> Work to complete: Return every record verbatim, omitting all pictures.

_ _ _ _ _

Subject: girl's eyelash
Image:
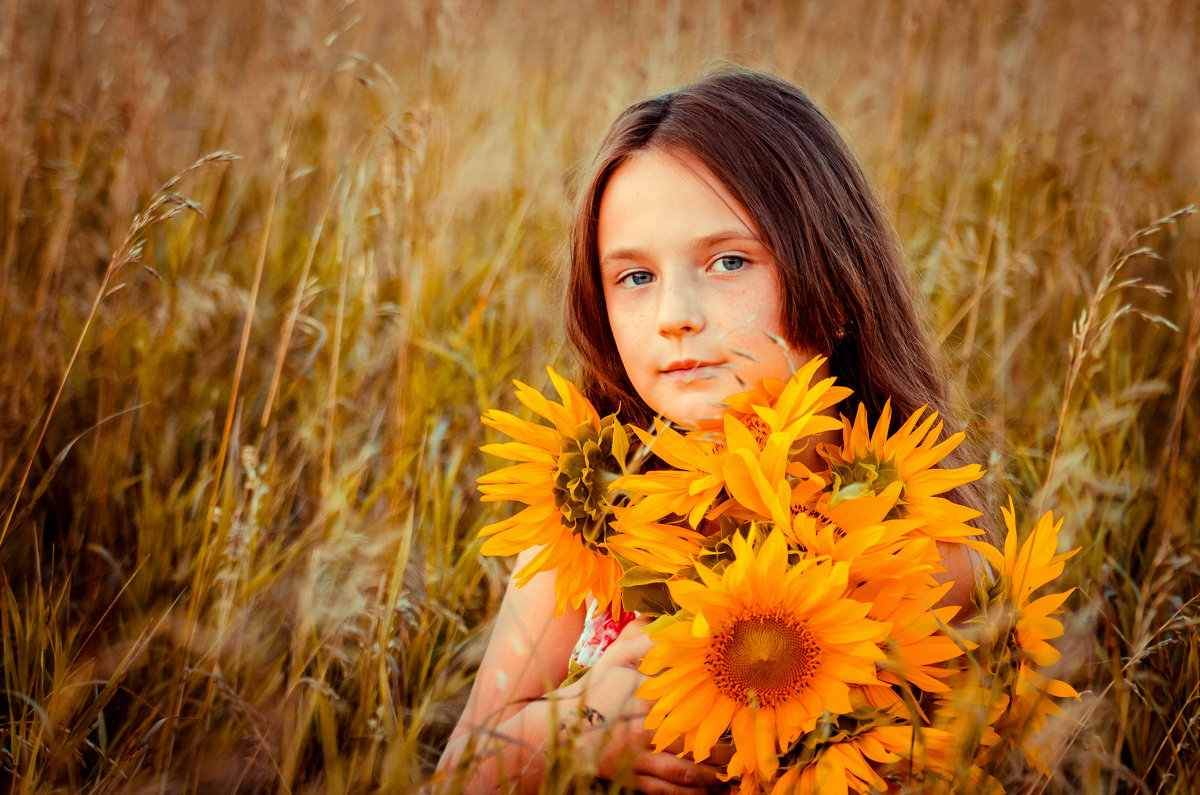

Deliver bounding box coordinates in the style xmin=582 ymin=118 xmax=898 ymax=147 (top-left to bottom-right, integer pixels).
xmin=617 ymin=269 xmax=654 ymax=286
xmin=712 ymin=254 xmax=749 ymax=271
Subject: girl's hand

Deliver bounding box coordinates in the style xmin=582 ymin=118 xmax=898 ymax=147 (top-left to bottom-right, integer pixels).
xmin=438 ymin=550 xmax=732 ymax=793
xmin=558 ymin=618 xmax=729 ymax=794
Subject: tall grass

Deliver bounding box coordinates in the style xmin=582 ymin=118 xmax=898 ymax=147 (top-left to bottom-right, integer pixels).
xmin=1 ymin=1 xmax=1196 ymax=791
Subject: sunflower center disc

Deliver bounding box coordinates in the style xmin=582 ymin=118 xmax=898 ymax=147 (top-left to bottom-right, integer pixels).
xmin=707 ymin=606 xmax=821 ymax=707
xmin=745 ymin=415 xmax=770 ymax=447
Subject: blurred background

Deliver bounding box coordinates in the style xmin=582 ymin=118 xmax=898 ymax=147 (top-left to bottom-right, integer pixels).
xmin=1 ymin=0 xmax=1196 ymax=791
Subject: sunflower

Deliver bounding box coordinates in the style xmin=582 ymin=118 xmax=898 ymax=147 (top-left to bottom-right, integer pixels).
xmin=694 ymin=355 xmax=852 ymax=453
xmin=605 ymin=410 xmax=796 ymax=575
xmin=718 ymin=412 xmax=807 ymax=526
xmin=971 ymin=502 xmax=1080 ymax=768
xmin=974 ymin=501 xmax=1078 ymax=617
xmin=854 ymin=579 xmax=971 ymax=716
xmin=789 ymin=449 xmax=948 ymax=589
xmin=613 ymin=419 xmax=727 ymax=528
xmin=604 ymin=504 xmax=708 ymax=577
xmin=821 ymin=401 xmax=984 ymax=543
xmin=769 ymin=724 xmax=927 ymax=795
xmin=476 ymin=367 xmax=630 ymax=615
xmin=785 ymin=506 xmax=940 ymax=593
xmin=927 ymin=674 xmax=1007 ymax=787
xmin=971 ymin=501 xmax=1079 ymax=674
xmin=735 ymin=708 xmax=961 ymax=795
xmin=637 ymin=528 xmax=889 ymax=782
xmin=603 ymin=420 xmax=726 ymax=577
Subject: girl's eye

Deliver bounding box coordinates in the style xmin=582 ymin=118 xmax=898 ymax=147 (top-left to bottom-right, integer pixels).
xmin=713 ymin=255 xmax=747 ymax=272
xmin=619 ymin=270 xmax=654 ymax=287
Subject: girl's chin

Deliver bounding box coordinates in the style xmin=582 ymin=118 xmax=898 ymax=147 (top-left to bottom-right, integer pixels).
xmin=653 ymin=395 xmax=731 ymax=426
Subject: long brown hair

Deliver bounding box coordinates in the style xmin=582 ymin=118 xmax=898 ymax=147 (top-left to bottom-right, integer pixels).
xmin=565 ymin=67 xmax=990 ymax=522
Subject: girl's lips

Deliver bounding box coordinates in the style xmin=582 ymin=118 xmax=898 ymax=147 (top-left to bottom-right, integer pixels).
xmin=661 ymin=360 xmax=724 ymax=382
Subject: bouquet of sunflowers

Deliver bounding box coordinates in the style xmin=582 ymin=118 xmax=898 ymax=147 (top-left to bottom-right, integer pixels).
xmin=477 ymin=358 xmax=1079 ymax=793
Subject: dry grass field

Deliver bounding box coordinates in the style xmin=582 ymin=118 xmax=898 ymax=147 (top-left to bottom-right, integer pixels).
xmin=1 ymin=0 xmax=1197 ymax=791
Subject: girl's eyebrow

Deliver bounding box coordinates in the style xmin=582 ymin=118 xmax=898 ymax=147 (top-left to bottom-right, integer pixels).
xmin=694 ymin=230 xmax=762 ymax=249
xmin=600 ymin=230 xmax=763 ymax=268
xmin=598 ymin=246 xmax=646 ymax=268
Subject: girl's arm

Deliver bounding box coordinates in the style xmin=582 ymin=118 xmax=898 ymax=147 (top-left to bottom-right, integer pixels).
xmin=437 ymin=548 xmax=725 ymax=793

_ _ _ _ _

> Problem solution:
Subject: girl's eyelash
Image:

Deliver bounding box coordinates in the style xmin=582 ymin=118 xmax=898 ymax=147 (top-left to bottom-right, integer pixels).
xmin=617 ymin=269 xmax=654 ymax=286
xmin=712 ymin=254 xmax=749 ymax=271
Subject: girl's hand

Deliver bounding box coordinates in the style xmin=582 ymin=118 xmax=898 ymax=147 (top-left to bottom-right, integer pixels).
xmin=438 ymin=550 xmax=732 ymax=793
xmin=558 ymin=618 xmax=729 ymax=794
Subject: tall grass

Deliver bounding box coordinates in the style xmin=582 ymin=118 xmax=898 ymax=147 (top-left to bottom-right, integer pixels).
xmin=1 ymin=1 xmax=1196 ymax=791
Subject: sunflower center disc

Deliver bounding box coordinates in the style xmin=582 ymin=118 xmax=898 ymax=147 (top-left to bottom-right, integer pixels).
xmin=707 ymin=606 xmax=821 ymax=707
xmin=745 ymin=415 xmax=770 ymax=447
Subject: blurred background

Deliver bounding box coordinates in the style xmin=582 ymin=118 xmax=898 ymax=147 (top-left to bottom-right, integer pixels).
xmin=1 ymin=0 xmax=1196 ymax=791
Subject: sunflower

Deliver bounding box coordinates in the style xmin=582 ymin=118 xmax=898 ymax=147 (top-left to bottom-right, integer pixels).
xmin=694 ymin=355 xmax=852 ymax=453
xmin=605 ymin=410 xmax=796 ymax=575
xmin=718 ymin=412 xmax=807 ymax=526
xmin=971 ymin=502 xmax=1080 ymax=768
xmin=974 ymin=501 xmax=1078 ymax=617
xmin=854 ymin=579 xmax=971 ymax=716
xmin=789 ymin=449 xmax=948 ymax=589
xmin=613 ymin=419 xmax=727 ymax=528
xmin=604 ymin=504 xmax=708 ymax=577
xmin=821 ymin=401 xmax=984 ymax=543
xmin=769 ymin=724 xmax=927 ymax=795
xmin=476 ymin=367 xmax=630 ymax=615
xmin=785 ymin=506 xmax=940 ymax=593
xmin=927 ymin=674 xmax=1007 ymax=787
xmin=971 ymin=501 xmax=1079 ymax=674
xmin=735 ymin=708 xmax=961 ymax=795
xmin=637 ymin=528 xmax=889 ymax=782
xmin=603 ymin=420 xmax=726 ymax=577
Subject: girl's eye

Deliver bounding box coordinates in the style xmin=582 ymin=118 xmax=898 ymax=147 (top-left to bottom-right, integer pixels).
xmin=713 ymin=255 xmax=747 ymax=272
xmin=619 ymin=270 xmax=654 ymax=287
Subject: girl's chin

Deliver bounding box coordinates in the style xmin=582 ymin=118 xmax=898 ymax=147 (top-left to bottom-right, integer pixels).
xmin=653 ymin=395 xmax=731 ymax=426
Subject: long brown hair

Deliver bounding box coordinates in the style xmin=582 ymin=118 xmax=898 ymax=147 (top-left to bottom-right, integer pixels).
xmin=565 ymin=67 xmax=990 ymax=522
Subject: girl's lips

Deliver bounding box coordinates in the style xmin=582 ymin=118 xmax=898 ymax=147 (top-left to bottom-right, integer pixels).
xmin=661 ymin=360 xmax=724 ymax=382
Subject: bouquet of sunflowers

Deliver bounding box coordinates in the style xmin=582 ymin=118 xmax=898 ymax=147 (top-left to bottom-right, integer pixels).
xmin=477 ymin=358 xmax=1079 ymax=793
Subject: dry grass field

Deliver bounding box coordinates in the style xmin=582 ymin=118 xmax=898 ymax=147 (top-left to bottom-right, integer pixels).
xmin=1 ymin=0 xmax=1197 ymax=791
Subject: girl's eyebrow

Deliver bounding box coordinates in the style xmin=582 ymin=118 xmax=898 ymax=147 (top-left to bottom-right, integer pixels).
xmin=694 ymin=230 xmax=762 ymax=249
xmin=600 ymin=230 xmax=763 ymax=268
xmin=598 ymin=246 xmax=646 ymax=268
Subject: girl's arm

Deliver bounding box coordinates in the style xmin=582 ymin=118 xmax=898 ymax=147 (top-left to bottom-right, integer pixels).
xmin=437 ymin=548 xmax=725 ymax=793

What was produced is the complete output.